[start Material for this exercise]

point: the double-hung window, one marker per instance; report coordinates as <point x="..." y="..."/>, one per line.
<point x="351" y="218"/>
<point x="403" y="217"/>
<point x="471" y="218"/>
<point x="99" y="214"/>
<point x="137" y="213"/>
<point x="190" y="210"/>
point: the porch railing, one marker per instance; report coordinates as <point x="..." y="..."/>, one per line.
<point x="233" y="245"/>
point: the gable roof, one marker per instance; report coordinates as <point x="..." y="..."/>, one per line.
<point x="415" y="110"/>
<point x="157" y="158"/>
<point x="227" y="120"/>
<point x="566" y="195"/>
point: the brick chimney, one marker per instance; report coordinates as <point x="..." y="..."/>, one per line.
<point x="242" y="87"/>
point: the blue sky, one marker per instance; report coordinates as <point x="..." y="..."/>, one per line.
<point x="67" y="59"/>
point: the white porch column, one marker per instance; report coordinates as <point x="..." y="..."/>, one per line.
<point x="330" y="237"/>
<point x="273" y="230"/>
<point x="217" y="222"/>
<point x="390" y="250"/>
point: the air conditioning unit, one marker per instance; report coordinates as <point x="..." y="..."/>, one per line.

[end Material for this exercise]

# [Instructions to follow]
Copy every line of the data above word for word, from the first line to the last, without changing or dropping anything.

# [The solution]
point: the double-hung window, one marker per instance; report coordinates as <point x="..." y="..."/>, one per line.
<point x="351" y="218"/>
<point x="403" y="217"/>
<point x="471" y="218"/>
<point x="99" y="214"/>
<point x="137" y="213"/>
<point x="190" y="210"/>
point: the porch railing, one marker per instance; report coordinates as <point x="..." y="..."/>, one per line.
<point x="233" y="245"/>
point: the gable roof, one marker per instance; report coordinates as <point x="..." y="..."/>, one per line.
<point x="415" y="110"/>
<point x="157" y="158"/>
<point x="227" y="120"/>
<point x="566" y="195"/>
point: the brick chimney, one marker per instance; report coordinates as <point x="..." y="..."/>, one per line.
<point x="242" y="87"/>
point: the blue sky, one marker per instance; report coordinates as <point x="..." y="..."/>, one per line.
<point x="67" y="59"/>
point: the white porch column, one marker per instance; report coordinates as <point x="..." y="..."/>, one per line.
<point x="330" y="237"/>
<point x="273" y="230"/>
<point x="217" y="222"/>
<point x="390" y="250"/>
point: the air conditioning unit, one marker per instance; report coordinates as <point x="..." y="..."/>, one per line.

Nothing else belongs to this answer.